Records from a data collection
........
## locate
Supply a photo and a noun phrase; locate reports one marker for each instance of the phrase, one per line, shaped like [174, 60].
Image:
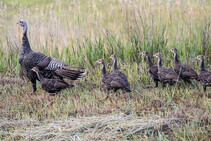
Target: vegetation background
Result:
[81, 32]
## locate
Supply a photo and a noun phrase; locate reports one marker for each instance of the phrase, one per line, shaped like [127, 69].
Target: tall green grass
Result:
[81, 32]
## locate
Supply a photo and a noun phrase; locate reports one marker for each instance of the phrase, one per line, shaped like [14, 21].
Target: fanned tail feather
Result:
[69, 74]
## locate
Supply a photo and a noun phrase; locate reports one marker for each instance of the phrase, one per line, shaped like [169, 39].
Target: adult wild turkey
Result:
[120, 74]
[186, 73]
[165, 74]
[49, 67]
[153, 69]
[51, 85]
[205, 75]
[110, 81]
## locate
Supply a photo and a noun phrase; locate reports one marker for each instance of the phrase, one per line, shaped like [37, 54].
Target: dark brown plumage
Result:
[205, 75]
[165, 74]
[120, 74]
[186, 73]
[153, 69]
[49, 67]
[110, 81]
[51, 85]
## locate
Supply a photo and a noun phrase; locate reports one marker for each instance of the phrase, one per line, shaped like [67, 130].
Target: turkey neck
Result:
[149, 61]
[176, 60]
[115, 64]
[25, 42]
[160, 62]
[202, 68]
[104, 69]
[40, 77]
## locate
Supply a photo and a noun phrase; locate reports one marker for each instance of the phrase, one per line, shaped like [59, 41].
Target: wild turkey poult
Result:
[49, 67]
[165, 74]
[205, 75]
[110, 81]
[153, 69]
[120, 74]
[51, 85]
[186, 73]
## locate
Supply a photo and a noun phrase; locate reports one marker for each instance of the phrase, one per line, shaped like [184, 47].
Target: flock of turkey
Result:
[51, 71]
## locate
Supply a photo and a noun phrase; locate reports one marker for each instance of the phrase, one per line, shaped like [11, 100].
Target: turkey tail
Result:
[69, 74]
[72, 67]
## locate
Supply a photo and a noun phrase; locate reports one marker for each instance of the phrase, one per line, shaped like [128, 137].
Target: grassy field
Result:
........
Work required:
Would you transcribe all of the data exactly, apart from its pictures?

Solution:
## locate
Supply a photo and a noun phrase; locate reports one marker for each instance of the phrase, one per line, shaped like [174, 60].
Image:
Target: vegetation background
Result:
[81, 32]
## locate
Supply a photo and a noun phrase; locate reports one marker for each instance of the phrase, one per line, shaped like [127, 69].
Target: tall green grass
Result:
[81, 32]
## locate
Supply a photo and a noun phrase; locate reports one marker for each instance of the phrase, one per line, shaped like [14, 21].
Target: fanned tail feather
Result:
[69, 74]
## locate
Supply a photo and a noun phrase; locate reports one marker for each instance of the phrase, one per line, shaped like [169, 39].
Target: adult wild turkey
Result:
[120, 74]
[186, 73]
[165, 74]
[49, 67]
[153, 69]
[51, 85]
[205, 75]
[110, 81]
## locate
Supply a photo and a noun phrase; locate reports one marker for each instance of the phrase, one per line, shaped like [37, 54].
Target: dark brown plumage
Result:
[205, 75]
[165, 74]
[120, 74]
[186, 73]
[153, 69]
[49, 67]
[110, 81]
[51, 85]
## locate
Supply a photo and a noun phrase; locate reports one marker for each instance of the phrase, one per line, shaped like [67, 130].
Target: turkey neck
Result:
[149, 61]
[176, 60]
[115, 64]
[25, 42]
[160, 62]
[202, 68]
[104, 69]
[40, 77]
## locate
Supply a photo and a noun phrase; locate reports one marker for each instance of the phrase, one per line, shaped like [59, 41].
Target: wild turkey poult
Result:
[49, 67]
[165, 74]
[205, 75]
[110, 81]
[153, 69]
[120, 74]
[51, 85]
[186, 73]
## locate
Supply a photo and a noun phrase; locate reports one marker for each instance of the phrase, one per line, shaped like [184, 47].
Target: flock of turkey
Result:
[51, 71]
## locate
Supply a photo and a noun phrase; locate reports one marker for each instance of the phrase, one per line, shaped like [11, 100].
Target: turkey tail
Result:
[69, 74]
[72, 67]
## locate
Supply a photo and a noun phrase; locate reports one marker for each instance of the phrase, one per line, shaped like [128, 137].
Target: grassy field
Result:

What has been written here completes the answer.